Polygon annotations for photos, with outlines

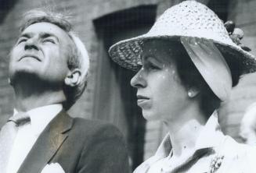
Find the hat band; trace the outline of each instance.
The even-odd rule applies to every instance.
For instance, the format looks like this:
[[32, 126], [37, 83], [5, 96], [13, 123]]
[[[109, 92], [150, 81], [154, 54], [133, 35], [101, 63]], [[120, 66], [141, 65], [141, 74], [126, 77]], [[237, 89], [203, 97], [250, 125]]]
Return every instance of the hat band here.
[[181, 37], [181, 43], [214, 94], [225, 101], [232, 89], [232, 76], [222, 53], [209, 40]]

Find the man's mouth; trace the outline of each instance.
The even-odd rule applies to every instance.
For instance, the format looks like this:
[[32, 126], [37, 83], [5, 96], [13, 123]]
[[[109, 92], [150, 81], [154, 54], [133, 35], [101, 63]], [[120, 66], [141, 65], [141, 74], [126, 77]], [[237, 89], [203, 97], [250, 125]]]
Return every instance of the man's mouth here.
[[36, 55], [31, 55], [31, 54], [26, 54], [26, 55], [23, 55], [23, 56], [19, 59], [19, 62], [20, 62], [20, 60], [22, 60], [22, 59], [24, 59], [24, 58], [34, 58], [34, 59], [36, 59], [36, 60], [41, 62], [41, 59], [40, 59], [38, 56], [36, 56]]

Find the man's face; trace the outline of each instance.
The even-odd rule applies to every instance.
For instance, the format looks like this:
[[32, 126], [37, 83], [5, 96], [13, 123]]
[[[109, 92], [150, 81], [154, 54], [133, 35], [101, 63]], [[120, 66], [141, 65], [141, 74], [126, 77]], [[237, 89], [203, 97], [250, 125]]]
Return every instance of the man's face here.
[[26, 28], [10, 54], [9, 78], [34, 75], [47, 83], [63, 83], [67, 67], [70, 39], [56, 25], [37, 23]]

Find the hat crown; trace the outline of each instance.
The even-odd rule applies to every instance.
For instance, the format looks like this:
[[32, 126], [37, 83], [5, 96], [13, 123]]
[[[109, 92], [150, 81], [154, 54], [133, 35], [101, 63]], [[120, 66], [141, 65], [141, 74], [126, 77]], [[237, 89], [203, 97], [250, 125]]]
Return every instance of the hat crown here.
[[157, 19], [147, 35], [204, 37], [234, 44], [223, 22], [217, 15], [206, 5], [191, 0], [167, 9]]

==

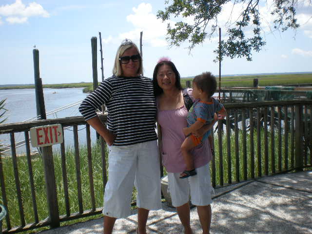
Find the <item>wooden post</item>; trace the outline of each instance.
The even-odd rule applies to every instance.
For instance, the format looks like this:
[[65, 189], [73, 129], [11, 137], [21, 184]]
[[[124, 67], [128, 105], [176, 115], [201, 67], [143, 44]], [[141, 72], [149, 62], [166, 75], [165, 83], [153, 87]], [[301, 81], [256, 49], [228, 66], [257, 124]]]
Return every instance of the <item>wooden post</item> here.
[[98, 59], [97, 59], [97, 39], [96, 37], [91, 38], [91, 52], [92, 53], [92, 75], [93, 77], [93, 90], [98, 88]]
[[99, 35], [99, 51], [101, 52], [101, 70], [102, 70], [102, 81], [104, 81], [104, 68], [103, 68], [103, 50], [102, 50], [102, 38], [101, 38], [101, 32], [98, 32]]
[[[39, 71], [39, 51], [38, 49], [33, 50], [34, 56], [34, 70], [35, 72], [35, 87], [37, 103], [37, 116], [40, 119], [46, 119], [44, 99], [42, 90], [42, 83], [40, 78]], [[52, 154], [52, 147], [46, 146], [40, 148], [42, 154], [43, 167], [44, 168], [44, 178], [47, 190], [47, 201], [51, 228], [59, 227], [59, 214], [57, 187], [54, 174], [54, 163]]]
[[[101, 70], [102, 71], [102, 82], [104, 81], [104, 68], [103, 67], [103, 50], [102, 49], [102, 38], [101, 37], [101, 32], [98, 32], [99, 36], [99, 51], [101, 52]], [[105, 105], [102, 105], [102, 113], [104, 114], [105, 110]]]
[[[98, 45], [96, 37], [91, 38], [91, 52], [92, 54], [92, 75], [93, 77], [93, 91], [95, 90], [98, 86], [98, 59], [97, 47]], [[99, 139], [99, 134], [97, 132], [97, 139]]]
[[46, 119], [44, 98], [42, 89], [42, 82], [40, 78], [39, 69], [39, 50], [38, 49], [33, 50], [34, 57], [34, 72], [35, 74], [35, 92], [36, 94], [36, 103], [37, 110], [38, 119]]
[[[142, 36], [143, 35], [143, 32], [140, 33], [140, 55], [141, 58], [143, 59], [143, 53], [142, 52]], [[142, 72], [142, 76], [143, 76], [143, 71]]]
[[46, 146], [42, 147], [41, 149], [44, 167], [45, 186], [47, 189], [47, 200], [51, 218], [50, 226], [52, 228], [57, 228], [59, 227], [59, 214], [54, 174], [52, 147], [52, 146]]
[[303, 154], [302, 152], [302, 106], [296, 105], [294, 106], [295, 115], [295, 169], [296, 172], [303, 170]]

--- Problem requirements ---
Repeat word for word the lines from the one with "Find the hat band;" to the one with "53], [209, 40]]", including both of those lines.

--- Expected answer ---
Find the hat band; trace the outline of each instance.
The even-odd rule applies to every instance.
For instance, the format looks like this:
[[32, 126], [37, 83], [5, 96], [13, 123]]
[[[109, 92], [150, 81], [154, 54], [133, 35], [101, 63]], [[120, 66], [141, 65], [141, 74], [126, 77]], [[237, 89], [203, 97], [250, 125]]]
Return every instance of the hat band here.
[[181, 37], [181, 43], [214, 94], [225, 101], [232, 89], [232, 76], [222, 53], [209, 40]]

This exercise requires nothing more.